# Data shown:

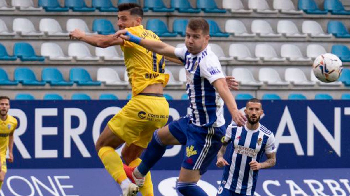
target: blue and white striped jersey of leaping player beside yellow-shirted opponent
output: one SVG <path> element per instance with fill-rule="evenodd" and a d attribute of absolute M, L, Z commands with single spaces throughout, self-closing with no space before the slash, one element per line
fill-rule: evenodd
<path fill-rule="evenodd" d="M 186 69 L 187 94 L 192 113 L 191 121 L 196 126 L 221 127 L 225 124 L 223 116 L 224 101 L 212 83 L 225 78 L 219 59 L 207 46 L 198 54 L 191 54 L 186 46 L 175 49 L 175 55 Z"/>

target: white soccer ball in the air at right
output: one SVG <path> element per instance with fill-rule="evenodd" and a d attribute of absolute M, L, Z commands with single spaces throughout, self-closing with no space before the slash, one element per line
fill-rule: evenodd
<path fill-rule="evenodd" d="M 322 82 L 334 82 L 342 73 L 342 61 L 338 56 L 330 53 L 317 56 L 312 65 L 316 78 Z"/>

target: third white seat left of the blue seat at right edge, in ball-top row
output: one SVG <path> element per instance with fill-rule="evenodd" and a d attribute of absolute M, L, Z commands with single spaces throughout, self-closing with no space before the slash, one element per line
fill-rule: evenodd
<path fill-rule="evenodd" d="M 280 58 L 275 49 L 269 44 L 258 44 L 255 46 L 255 56 L 262 59 L 262 61 L 283 62 L 286 58 Z"/>

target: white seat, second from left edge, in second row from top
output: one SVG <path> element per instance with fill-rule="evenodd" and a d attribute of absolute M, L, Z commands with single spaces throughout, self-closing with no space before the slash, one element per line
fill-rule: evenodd
<path fill-rule="evenodd" d="M 27 18 L 15 18 L 12 24 L 13 31 L 19 32 L 21 36 L 43 36 L 44 32 L 37 31 L 33 23 Z"/>

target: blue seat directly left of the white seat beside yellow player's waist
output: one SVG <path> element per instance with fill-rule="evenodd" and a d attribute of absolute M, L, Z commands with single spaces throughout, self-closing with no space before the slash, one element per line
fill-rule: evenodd
<path fill-rule="evenodd" d="M 69 80 L 76 82 L 79 86 L 99 86 L 100 81 L 92 81 L 89 72 L 83 68 L 72 68 L 69 71 Z"/>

# Work required:
Check every line of the listing above for the string "target", and give the number of lines that have it, nothing more.

# Finished task:
5